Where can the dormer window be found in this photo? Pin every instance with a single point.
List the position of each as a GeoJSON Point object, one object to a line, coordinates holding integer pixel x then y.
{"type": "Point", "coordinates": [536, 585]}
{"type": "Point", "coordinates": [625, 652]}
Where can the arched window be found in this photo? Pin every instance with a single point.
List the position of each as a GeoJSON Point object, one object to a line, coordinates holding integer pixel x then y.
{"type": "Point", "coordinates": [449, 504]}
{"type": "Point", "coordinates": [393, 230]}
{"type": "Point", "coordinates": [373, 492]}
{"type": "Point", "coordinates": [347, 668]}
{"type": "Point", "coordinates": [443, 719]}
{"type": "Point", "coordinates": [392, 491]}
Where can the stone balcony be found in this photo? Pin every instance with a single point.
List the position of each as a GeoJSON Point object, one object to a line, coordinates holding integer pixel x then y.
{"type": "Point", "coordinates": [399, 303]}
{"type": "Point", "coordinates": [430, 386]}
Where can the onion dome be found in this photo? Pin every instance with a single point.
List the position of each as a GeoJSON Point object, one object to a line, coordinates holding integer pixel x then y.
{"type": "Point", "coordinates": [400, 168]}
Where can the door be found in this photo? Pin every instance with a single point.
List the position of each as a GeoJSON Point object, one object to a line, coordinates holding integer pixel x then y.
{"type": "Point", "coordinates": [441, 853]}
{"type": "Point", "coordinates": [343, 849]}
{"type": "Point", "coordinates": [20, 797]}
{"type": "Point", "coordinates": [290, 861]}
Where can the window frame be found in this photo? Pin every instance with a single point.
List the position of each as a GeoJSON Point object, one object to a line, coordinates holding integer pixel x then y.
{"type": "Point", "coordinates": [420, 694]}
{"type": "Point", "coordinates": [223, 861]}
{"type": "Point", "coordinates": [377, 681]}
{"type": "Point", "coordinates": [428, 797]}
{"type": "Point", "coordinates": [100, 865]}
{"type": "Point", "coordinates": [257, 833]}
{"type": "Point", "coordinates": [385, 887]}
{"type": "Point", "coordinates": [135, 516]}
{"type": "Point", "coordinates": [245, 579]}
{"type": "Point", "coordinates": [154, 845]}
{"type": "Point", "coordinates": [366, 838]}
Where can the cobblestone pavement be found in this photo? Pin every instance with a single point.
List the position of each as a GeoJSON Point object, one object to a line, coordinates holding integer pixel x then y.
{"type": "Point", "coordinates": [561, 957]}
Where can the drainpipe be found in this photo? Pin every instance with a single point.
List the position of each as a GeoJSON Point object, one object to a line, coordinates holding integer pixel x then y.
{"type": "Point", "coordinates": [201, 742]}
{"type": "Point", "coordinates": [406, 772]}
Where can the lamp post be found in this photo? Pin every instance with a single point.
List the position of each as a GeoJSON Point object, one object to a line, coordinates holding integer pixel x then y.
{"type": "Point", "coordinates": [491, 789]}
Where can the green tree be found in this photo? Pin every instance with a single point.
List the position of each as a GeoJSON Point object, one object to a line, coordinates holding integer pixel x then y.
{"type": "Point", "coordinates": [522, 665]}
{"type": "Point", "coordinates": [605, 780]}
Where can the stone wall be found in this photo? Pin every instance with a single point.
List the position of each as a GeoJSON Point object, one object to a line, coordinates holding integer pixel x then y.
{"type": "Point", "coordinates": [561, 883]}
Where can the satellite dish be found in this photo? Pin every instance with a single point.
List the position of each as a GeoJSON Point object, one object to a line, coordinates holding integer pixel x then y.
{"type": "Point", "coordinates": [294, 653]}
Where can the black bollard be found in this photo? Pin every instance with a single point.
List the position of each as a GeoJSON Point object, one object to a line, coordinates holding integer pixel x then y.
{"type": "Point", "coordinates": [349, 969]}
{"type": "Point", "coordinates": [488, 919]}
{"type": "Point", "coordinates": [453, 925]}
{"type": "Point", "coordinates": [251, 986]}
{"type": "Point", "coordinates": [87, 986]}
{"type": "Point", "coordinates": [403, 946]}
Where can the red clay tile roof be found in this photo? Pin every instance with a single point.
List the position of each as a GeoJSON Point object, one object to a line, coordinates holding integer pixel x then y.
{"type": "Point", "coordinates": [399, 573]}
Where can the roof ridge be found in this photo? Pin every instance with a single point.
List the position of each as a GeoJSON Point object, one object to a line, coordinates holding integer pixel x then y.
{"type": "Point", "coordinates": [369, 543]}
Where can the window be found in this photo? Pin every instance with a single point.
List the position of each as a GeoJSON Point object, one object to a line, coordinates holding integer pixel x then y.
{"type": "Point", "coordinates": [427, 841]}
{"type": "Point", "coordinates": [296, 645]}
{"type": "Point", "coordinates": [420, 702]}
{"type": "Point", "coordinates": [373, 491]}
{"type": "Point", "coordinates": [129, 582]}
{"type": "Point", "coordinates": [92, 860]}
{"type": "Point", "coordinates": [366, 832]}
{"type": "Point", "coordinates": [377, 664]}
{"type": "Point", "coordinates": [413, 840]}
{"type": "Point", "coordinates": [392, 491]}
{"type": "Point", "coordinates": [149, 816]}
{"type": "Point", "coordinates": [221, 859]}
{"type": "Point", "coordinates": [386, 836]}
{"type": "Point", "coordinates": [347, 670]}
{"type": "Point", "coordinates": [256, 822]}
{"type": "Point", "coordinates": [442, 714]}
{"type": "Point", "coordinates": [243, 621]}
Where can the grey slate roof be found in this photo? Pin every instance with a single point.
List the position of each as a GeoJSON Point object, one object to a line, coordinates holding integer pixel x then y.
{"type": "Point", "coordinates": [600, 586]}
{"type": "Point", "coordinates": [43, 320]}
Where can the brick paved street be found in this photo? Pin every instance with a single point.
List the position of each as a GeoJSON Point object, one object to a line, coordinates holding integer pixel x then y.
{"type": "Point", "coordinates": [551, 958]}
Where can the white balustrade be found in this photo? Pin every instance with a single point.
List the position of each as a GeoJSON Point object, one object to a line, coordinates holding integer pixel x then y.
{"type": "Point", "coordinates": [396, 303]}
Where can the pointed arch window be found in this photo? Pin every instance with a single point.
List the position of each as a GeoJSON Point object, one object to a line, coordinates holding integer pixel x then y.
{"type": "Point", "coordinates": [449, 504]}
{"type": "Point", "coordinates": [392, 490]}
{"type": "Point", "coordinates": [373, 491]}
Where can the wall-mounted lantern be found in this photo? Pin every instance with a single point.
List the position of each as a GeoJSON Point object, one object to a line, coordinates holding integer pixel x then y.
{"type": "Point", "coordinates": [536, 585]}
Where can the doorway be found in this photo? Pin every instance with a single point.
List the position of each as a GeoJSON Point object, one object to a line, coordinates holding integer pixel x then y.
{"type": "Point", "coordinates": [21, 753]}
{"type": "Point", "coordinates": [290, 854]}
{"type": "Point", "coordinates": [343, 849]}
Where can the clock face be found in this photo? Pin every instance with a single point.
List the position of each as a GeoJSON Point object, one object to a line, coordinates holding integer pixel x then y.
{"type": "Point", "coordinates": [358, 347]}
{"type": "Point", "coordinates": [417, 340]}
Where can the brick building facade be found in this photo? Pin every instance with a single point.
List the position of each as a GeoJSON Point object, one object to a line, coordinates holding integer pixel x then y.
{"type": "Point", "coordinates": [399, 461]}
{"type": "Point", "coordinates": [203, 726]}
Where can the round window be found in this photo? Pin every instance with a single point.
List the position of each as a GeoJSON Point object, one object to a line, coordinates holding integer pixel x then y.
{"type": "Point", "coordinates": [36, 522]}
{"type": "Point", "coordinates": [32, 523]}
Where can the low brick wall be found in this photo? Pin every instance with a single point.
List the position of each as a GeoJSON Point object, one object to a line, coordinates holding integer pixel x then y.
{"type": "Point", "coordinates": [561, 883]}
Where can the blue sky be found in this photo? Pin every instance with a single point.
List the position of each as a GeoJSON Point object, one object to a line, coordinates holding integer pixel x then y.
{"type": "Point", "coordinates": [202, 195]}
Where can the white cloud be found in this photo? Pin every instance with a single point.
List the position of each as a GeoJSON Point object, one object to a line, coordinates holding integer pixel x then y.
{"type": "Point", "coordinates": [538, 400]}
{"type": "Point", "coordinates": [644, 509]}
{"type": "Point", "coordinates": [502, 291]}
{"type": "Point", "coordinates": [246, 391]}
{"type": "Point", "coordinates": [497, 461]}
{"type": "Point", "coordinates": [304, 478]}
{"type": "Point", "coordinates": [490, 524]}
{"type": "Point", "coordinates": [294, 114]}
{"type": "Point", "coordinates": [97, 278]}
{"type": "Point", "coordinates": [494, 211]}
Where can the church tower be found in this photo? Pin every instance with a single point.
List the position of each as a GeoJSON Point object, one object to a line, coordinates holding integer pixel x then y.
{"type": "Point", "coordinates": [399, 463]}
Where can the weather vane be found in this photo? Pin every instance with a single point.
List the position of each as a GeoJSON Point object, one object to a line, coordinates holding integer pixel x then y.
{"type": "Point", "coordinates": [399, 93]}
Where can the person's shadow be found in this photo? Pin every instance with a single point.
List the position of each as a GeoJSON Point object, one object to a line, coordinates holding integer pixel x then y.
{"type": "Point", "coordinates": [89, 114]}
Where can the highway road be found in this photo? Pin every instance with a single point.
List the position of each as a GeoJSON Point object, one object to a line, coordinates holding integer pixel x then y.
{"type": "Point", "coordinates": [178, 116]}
━━━━━━━━━━━━━━━━━━━━
### TRY IT
Lines from the entries that contain the string "white" are what must be copied.

### SOLUTION TO THIS PROBLEM
Where can the white balustrade be found in this photo? Pin every instance with a single point.
Where can the white cloud be found in this photo? Pin every instance with a single point.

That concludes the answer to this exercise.